Data lines:
····················
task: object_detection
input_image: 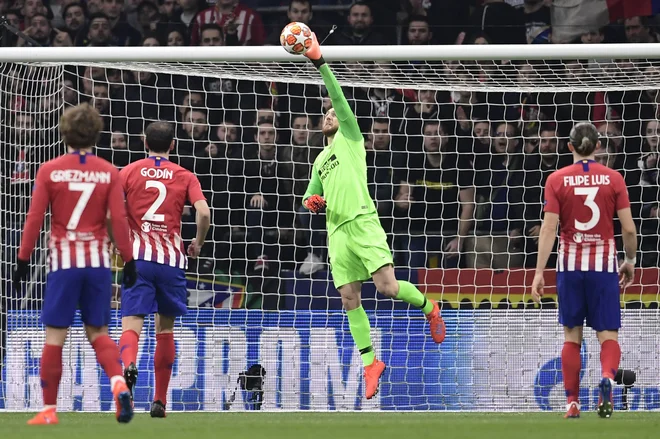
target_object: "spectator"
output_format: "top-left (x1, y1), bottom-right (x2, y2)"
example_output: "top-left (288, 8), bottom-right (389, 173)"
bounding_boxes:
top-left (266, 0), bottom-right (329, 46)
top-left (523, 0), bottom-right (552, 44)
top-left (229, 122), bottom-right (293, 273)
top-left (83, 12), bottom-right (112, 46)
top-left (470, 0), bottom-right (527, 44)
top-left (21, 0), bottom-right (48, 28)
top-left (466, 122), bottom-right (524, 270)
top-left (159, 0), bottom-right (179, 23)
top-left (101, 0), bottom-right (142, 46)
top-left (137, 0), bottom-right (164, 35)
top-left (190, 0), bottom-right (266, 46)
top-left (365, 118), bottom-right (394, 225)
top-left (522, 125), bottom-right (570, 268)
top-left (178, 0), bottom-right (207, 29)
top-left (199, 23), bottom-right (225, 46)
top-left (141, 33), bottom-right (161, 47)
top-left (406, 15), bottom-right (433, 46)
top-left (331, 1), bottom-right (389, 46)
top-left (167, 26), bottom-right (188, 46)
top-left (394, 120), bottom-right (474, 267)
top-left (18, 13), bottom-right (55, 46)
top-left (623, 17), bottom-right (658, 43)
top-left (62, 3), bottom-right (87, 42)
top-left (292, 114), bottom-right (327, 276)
····················
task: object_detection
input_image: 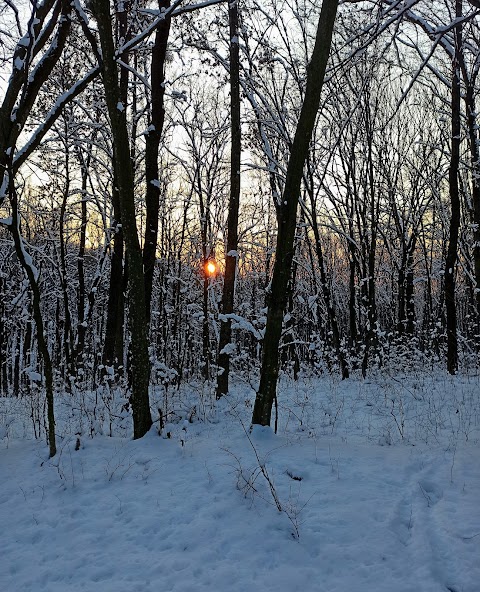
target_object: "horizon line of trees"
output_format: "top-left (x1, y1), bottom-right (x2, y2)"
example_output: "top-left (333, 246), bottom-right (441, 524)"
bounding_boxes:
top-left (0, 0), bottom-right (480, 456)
····················
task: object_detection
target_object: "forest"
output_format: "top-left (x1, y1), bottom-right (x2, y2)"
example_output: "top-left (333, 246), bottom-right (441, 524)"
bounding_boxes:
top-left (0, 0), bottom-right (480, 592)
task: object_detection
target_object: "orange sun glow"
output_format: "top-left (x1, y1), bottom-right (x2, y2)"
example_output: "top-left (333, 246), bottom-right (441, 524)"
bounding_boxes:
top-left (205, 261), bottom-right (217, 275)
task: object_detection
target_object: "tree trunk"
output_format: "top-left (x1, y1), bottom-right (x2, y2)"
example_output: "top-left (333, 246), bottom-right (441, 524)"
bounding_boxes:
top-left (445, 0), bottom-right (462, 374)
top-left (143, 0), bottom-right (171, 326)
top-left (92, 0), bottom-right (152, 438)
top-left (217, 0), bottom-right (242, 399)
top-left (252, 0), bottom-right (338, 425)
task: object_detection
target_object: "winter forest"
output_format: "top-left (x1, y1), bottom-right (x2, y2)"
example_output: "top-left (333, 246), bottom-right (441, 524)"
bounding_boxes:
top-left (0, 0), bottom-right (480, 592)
····················
Give the number of lines in the material that contain the string "forest", counting case-sensitively, and reply with the number only.

2